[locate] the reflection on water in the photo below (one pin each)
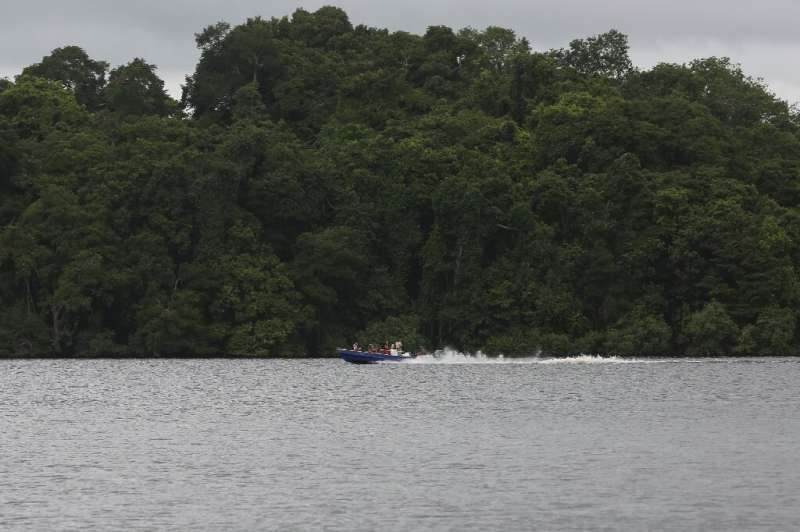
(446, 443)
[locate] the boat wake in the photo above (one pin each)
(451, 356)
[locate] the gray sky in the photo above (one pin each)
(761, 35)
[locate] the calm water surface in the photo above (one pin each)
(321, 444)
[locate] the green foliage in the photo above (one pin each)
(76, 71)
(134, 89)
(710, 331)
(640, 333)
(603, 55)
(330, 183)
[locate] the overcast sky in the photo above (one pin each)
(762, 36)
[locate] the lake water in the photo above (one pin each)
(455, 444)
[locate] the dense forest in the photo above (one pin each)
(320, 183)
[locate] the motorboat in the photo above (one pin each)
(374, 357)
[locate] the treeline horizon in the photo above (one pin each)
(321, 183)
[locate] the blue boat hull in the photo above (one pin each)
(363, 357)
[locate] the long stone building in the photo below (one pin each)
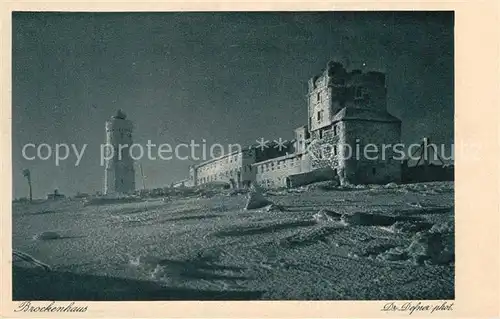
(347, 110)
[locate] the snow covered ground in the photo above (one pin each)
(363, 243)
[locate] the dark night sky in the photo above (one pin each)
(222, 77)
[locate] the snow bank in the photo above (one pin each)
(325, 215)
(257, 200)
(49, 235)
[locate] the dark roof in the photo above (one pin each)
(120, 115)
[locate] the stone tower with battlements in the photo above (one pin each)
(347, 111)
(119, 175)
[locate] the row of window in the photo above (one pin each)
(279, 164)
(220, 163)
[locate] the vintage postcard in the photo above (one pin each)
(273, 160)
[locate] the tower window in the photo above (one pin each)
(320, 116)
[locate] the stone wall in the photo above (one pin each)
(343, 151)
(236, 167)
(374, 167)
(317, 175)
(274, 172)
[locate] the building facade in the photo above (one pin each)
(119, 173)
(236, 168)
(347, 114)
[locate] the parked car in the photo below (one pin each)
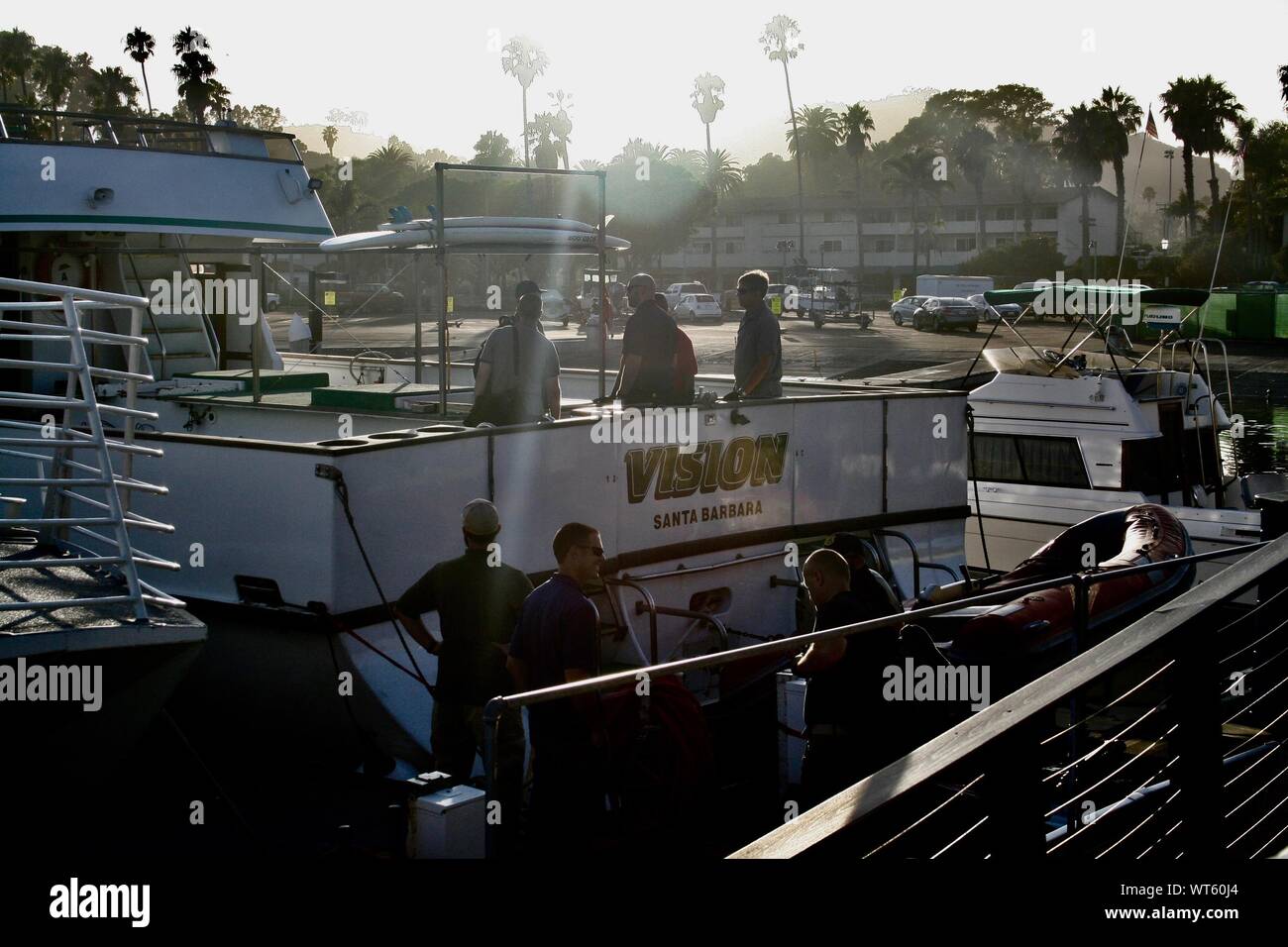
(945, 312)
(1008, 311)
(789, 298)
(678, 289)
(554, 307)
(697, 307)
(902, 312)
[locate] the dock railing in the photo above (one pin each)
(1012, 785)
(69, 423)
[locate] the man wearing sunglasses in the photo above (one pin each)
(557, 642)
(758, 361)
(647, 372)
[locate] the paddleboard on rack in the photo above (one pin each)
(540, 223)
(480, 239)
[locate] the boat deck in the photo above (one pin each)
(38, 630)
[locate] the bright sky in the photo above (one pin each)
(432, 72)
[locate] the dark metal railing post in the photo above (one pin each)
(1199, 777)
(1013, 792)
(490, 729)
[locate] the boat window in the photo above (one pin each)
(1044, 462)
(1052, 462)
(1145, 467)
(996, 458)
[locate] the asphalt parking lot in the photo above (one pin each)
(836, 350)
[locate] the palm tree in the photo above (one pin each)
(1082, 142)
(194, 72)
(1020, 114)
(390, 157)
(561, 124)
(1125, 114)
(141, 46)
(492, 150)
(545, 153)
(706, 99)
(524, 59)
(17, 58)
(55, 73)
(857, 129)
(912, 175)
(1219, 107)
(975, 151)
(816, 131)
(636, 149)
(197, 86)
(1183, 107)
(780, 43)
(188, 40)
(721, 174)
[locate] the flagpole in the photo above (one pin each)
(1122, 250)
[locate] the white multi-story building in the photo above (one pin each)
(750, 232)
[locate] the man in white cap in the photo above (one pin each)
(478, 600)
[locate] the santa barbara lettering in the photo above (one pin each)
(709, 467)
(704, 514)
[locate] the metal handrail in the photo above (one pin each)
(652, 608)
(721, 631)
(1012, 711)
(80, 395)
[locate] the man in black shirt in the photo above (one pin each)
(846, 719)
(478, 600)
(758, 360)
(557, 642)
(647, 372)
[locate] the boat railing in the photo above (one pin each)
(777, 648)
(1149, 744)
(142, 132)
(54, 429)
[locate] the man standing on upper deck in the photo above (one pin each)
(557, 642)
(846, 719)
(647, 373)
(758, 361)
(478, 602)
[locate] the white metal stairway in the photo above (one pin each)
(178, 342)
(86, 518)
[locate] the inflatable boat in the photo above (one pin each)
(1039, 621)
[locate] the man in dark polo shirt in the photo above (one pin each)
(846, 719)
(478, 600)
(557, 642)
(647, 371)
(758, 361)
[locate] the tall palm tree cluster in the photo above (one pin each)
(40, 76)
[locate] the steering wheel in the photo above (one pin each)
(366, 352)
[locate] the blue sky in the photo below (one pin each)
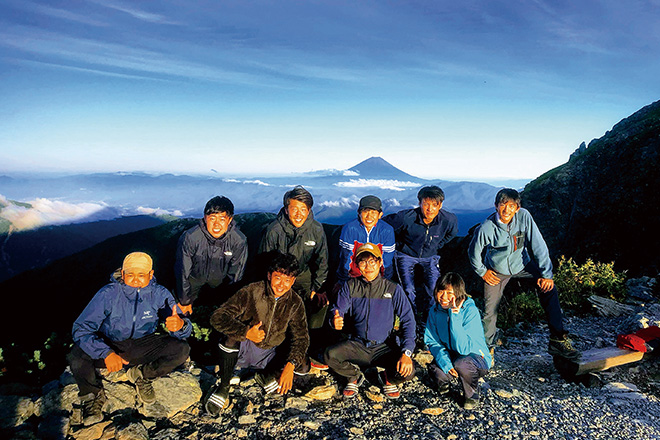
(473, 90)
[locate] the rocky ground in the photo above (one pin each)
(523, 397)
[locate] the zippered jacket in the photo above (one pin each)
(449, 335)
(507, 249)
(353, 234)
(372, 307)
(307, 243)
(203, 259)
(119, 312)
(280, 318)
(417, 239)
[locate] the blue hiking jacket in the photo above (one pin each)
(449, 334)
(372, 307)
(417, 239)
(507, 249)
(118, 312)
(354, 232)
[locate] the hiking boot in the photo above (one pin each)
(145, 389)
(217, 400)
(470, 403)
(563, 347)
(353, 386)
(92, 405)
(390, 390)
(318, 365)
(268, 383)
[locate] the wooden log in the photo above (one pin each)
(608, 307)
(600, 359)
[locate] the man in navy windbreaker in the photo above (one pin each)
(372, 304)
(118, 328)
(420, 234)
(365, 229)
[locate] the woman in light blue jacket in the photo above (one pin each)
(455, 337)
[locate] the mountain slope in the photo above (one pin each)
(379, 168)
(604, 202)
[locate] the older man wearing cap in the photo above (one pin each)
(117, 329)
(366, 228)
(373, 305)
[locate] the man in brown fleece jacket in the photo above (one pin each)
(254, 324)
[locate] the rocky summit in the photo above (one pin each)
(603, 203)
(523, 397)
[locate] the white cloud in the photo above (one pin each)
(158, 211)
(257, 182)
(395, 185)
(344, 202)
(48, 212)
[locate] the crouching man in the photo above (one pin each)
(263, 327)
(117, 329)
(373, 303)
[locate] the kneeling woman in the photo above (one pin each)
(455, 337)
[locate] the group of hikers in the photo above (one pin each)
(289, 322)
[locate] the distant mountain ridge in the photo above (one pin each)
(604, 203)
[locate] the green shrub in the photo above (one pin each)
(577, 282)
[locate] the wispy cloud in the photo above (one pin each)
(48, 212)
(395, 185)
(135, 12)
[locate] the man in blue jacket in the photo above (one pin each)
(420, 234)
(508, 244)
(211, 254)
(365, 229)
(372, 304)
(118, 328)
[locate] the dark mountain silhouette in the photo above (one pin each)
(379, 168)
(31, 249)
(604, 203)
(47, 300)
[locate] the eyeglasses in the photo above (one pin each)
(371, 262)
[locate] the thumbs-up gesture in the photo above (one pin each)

# The request:
Please write out all the records above as a numbered list, skipping blank lines and leaving the pictures out.

# Finished task:
1. [locate] the reflection on water in the photo below (one pin each)
2. (446, 443)
3. [locate] the boat wake in the photo above (one pin each)
4. (451, 356)
5. [locate] the gray sky in the photo above (one pin each)
6. (761, 35)
7. [locate] the calm water surface in the photo above (one pin each)
8. (321, 444)
9. [locate] the green foliage in the photo above (one pin each)
10. (76, 71)
11. (134, 89)
12. (710, 331)
13. (640, 333)
14. (603, 55)
15. (330, 183)
16. [locate] the overcast sky in the photo above (one pin each)
17. (762, 36)
18. [locate] the lake water in the photo above (one pin each)
19. (455, 444)
20. [locate] the dense forest in the photo above (one pin each)
21. (320, 183)
22. [locate] the motorboat in the photo above (one pin each)
23. (374, 357)
24. [locate] the treeline horizon in the photo above (one pin each)
25. (321, 183)
26. [locate] the blue boat hull in the photo above (one pin each)
27. (363, 357)
28. [locate] the long stone building in the photo below (one pin each)
29. (347, 110)
30. [locate] the snow covered ground in the photo above (one pin each)
31. (363, 243)
32. [locate] the dark night sky in the photo above (one pin each)
33. (222, 77)
34. [locate] the snow bank in the photo above (one pin each)
35. (325, 215)
36. (257, 200)
37. (49, 235)
38. [locate] the dark roof in the photo above (one pin each)
39. (120, 115)
40. [locate] the stone tower with battlements in the photo above (one pin each)
41. (347, 111)
42. (119, 175)
43. [locate] the row of window in the photo above (one pin each)
44. (279, 164)
45. (220, 163)
46. [locate] the vintage postcard in the photo above (one pin each)
47. (273, 160)
48. [locate] the tower window in the photo above (one pin each)
49. (320, 116)
50. [locate] the stone wall in the photo above (one pin each)
51. (343, 151)
52. (236, 167)
53. (374, 167)
54. (317, 175)
55. (274, 172)
56. [locate] the building facade in the photo above (one pin each)
57. (119, 173)
58. (236, 168)
59. (347, 114)
60. [locate] the parked car in the photo below (one pin each)
61. (945, 312)
62. (1008, 311)
63. (789, 298)
64. (678, 289)
65. (554, 307)
66. (697, 307)
67. (902, 312)
68. [locate] the dock railing in the photo above (one pin each)
69. (1012, 785)
70. (69, 423)
71. [locate] the man wearing sunglasses in the photo above (one pin each)
72. (557, 642)
73. (758, 361)
74. (647, 372)
75. [locate] the paddleboard on rack in the photo above (one pin each)
76. (540, 223)
77. (480, 239)
78. [locate] the boat deck in the photo above (one pin each)
79. (38, 630)
80. [locate] the bright sky in the photo above (one pin each)
81. (432, 72)
82. [locate] the dark metal railing post in the photo above (one pin each)
83. (1199, 777)
84. (1013, 792)
85. (490, 729)
86. [locate] the boat window in the photo above (one pin each)
87. (1044, 462)
88. (1052, 462)
89. (1145, 467)
90. (996, 458)
91. [locate] the asphalt parking lot in the photo above (one pin each)
92. (836, 350)
93. [locate] the palm tree in the photo above (one pin each)
94. (1082, 142)
95. (194, 72)
96. (1020, 114)
97. (390, 157)
98. (561, 124)
99. (1125, 114)
100. (141, 46)
101. (492, 150)
102. (545, 153)
103. (706, 99)
104. (524, 59)
105. (17, 58)
106. (55, 73)
107. (857, 129)
108. (912, 175)
109. (1219, 107)
110. (975, 151)
111. (816, 131)
112. (636, 149)
113. (197, 86)
114. (1183, 107)
115. (780, 43)
116. (188, 40)
117. (721, 174)
118. [locate] the flagpole in the photo above (one pin each)
119. (1122, 250)
120. [locate] the white multi-story building in the photo above (one pin each)
121. (750, 232)
122. [locate] the man in white cap in the photo above (one pin each)
123. (478, 600)
124. [locate] the santa barbara lettering in the photo above (one pin each)
125. (709, 467)
126. (704, 514)
127. [locate] the metal handrail in the photo above (one pin each)
128. (652, 608)
129. (721, 631)
130. (1012, 711)
131. (80, 395)
132. [locate] the man in black shirt in the photo above (one pin each)
133. (846, 719)
134. (478, 600)
135. (758, 360)
136. (557, 642)
137. (647, 372)
138. [locate] the boat railing in the photo above (one pin each)
139. (777, 648)
140. (1149, 744)
141. (142, 132)
142. (54, 429)
143. [locate] the man standing on upper deck in the photo above (one pin each)
144. (557, 642)
145. (846, 719)
146. (647, 373)
147. (758, 361)
148. (478, 602)
149. [locate] the white metal stairway in the photo above (one pin each)
150. (178, 342)
151. (86, 518)
152. [locate] the inflatable boat in the photo above (one pin each)
153. (1039, 621)
154. [locate] the man in dark polo shirt in the photo above (one pin each)
155. (846, 719)
156. (478, 600)
157. (557, 642)
158. (647, 371)
159. (758, 361)
160. [locate] the tall palm tree cluster in the photo above (one pin each)
161. (40, 76)
162. [locate] the steering wheel in the photo above (one pin each)
163. (366, 352)
164. [locate] the blue sky in the photo below (one pin each)
165. (473, 90)
166. [locate] the rocky ground in the photo above (one pin each)
167. (523, 397)
168. [locate] the zippered jacket in the photo above (one pin each)
169. (449, 335)
170. (507, 249)
171. (353, 234)
172. (372, 307)
173. (307, 243)
174. (203, 259)
175. (119, 312)
176. (280, 318)
177. (417, 239)
178. [locate] the blue hiking jacket in the photo above (one pin each)
179. (449, 334)
180. (372, 307)
181. (417, 239)
182. (507, 249)
183. (118, 312)
184. (354, 232)
185. [locate] the hiking boot in the photo above (one pin each)
186. (145, 389)
187. (217, 400)
188. (470, 403)
189. (563, 347)
190. (353, 386)
191. (92, 405)
192. (390, 390)
193. (318, 365)
194. (268, 383)
195. [locate] the wooden log in the photo above (one pin each)
196. (608, 307)
197. (600, 359)
198. [locate] the man in navy windbreaker in the photo above (one pin each)
199. (372, 304)
200. (118, 328)
201. (420, 234)
202. (365, 229)
203. [locate] the woman in light blue jacket in the photo above (one pin each)
204. (455, 337)
205. [locate] the mountain slope in the photo above (one pin each)
206. (379, 168)
207. (604, 202)
208. [locate] the older man wearing cap in the photo above (one pin each)
209. (117, 329)
210. (366, 228)
211. (373, 305)
212. [locate] the man in brown fleece jacket in the photo above (one pin each)
213. (254, 324)
214. [locate] the rocky summit in the photo above (one pin each)
215. (603, 203)
216. (523, 397)
217. [locate] the white cloud in the photo above (one pin each)
218. (158, 211)
219. (257, 182)
220. (395, 185)
221. (344, 202)
222. (48, 212)
223. [locate] the crouching man in the photo above (one pin each)
224. (263, 327)
225. (117, 329)
226. (373, 303)
227. [locate] the kneeling woman in the photo above (one pin each)
228. (455, 337)
229. [locate] the group of hikers in the photo above (one pin each)
230. (289, 322)
231. [locate] the distant mountain ridge in the photo above (one pin each)
232. (604, 203)
233. [locate] the green shrub in the photo above (one pin each)
234. (577, 282)
235. [locate] the wispy cloud in the photo above (one pin each)
236. (48, 212)
237. (395, 185)
238. (135, 12)
239. [locate] the man in blue jacket in the photo above (one pin each)
240. (420, 234)
241. (508, 244)
242. (211, 254)
243. (365, 229)
244. (372, 304)
245. (118, 328)
246. [locate] the dark mountain silhouette in the photo above (one pin each)
247. (379, 168)
248. (31, 249)
249. (604, 203)
250. (47, 300)
251. [locate] the eyeglasses in the photo above (one pin each)
252. (371, 262)
253. [locate] the thumbs-up gesture in the photo above (one pin each)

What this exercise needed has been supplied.